TASK 1: Count the lines in the records that contain the string "christmas", matching case exactly. Reply with the number alone.

PASSAGE SHOWN:

________

FCC Commissioner Anna Gomez wants to focus on empowering and engaging with underserved consumers and combating media disinformation, she said Tuesday during the Congressional Hispanic Caucus Institute’s inaugural Celebrating Latina Excellence event. A news release from her office called it “her first major speech.” Gomez was sworn in Sept. 25. In a news conference after her remarks Tuesday, Gomez said that her most immediate policy goals for the FCC are implementing continued funding for the affordable connectivity program and spectrum auctions authorization, both of which would require congressional action before the agency could act. “I am a firm believer in the power of competition to drive innovation that improves services and lowers prices for consumers,” Gomez said. “But competition only works when the market works”
Filings by the Media and Democracy Project petitioning against the renewal of the license of WTXF Philadelphia have become repetitious and the FCC should conclude the proceeding, said Fox in an ex parte letter Monday posted in docket 23-293. “The FCC has been generous in allowing MAD to continue making filings well after the close of the formal pleading cycle,” said Fox. “Now that these filings have become entirely repetitious, both the Commission and the viewing public would be well-served by conclusion of this proceeding.” Recent MAD requests for the FCC to include filings and evidence related to lawsuits against the Fox network by shareholders and voting machine companies run counter to FCC rules, Fox said. The FCC’s character policy for licensees does not override language in the Communications Act limiting the agency’s review of a station’s license renewal to consideration of conduct by that station, Fox said. Fox and retiring Chairman Rupert Murdoch's family “are attempting to deny the FCC readily available information essential to the FCC making a ‘character qualification’ determination -- in effect, trying to pull the wool over the Commission's eyes,” MAD said in an email. “My takeaway from this filing is that the Murdochs and Fox really do not want the FCC and MAD to see the documents they produced in the Shareholder, Dominion and Smartmatic court cases -- obviously relevant documents, already on digital disks and easily produced,” said MAD supporter Preston Padden, a former Fox and Disney executive.
The FCC should require Fox to produce documents about ad sales at WTXF-TV Philadelphia and evidence connected with lawsuits against Fox, said the Media and Democracy Project in an ex parte meeting with Media Bureau Chief Holly Saurer and other Media Bureau staff. Former FCC Chair Alfred Sikes, former Weekly Standard editor William Kristol and I Street Advocates attorney David Goodfriend attended the meeting in support of MAD, according to the filing posted Friday in docket 23-293. Goodfriend told us he was there as a volunteer and doesn’t legally represent MAD or any of the parties in the matter. The “public interest imperative” of WTXF’s license renewal requires review of “all the evidence from the Dominion and Smartmatic litigations, all documents reviewed in the four stockholder derivative lawsuits, and all documents and written communications from political advertisers requesting to purchase advertising” on WTXF, said the ex parte filing. “Granting the motion for production of documents is necessary to allow the FCC to make an informed decision on whether to set the WTXF renewal application for hearing,” the filing said. MAD's request for documents from lawsuits and proceedings that don't involve WTXF don't have "any support in the law or rules," said Fox in a filing Monday. "MAD seeks a wide-ranging public fishing expedition untethered from criteria relevant to a license renewal proceeding," Fox said. "Unfortunately for MAD, its preferred law is not that of the Commission’s, and a grant of MAD’s 'Motion' would prejudice not only Fox 29 Philadelphia, but also destabilize the integrity of the Commission’s broadcast license renewal process more broadly." The FCC should follow its own long-standing procedures, Fox said. The FCC is considered unlikely to grant the MAD petition.

________

RECORDS SHOWN:
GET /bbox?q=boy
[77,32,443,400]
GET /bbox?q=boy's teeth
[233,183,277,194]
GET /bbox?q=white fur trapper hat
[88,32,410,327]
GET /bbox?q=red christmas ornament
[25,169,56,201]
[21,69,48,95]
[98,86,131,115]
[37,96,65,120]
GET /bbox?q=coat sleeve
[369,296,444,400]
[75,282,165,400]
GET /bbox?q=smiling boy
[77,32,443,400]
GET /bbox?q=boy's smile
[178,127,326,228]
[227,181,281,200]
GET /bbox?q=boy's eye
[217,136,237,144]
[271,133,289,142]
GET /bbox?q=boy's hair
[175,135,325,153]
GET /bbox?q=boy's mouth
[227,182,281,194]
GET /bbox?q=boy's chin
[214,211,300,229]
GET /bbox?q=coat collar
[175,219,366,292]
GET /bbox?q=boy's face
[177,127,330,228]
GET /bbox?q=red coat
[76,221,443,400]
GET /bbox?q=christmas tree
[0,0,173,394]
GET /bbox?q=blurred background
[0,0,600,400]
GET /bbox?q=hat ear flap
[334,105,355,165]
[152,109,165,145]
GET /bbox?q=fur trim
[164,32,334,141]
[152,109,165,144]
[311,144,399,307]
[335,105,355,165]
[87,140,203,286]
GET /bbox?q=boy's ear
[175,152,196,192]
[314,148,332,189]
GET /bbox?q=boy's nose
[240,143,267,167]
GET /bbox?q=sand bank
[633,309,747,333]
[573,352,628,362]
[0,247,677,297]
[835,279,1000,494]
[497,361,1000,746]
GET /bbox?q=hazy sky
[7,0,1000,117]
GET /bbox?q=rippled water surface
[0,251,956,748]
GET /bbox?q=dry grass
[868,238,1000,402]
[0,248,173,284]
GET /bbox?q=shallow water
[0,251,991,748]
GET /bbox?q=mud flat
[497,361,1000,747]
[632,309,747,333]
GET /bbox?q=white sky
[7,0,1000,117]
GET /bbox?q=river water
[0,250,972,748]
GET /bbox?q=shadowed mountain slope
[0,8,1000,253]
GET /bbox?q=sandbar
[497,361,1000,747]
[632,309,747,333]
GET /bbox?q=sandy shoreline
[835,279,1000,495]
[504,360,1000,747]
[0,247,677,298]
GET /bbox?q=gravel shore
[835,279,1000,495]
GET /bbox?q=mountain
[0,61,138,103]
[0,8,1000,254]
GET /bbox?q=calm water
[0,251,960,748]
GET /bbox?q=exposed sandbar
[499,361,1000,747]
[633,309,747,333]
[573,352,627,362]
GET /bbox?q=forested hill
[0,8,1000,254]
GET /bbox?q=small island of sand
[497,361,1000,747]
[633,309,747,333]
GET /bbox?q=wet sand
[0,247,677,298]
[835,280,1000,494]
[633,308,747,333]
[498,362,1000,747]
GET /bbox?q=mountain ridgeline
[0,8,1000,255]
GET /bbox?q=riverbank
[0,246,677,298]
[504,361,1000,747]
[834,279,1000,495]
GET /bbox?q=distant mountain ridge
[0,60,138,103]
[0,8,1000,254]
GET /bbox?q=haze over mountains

________

TASK 2: In the news passage on FCC matters, on what date was Anna Gomez sworn in?

FINAL RESULT 1: 2

FINAL RESULT 2: Sept. 25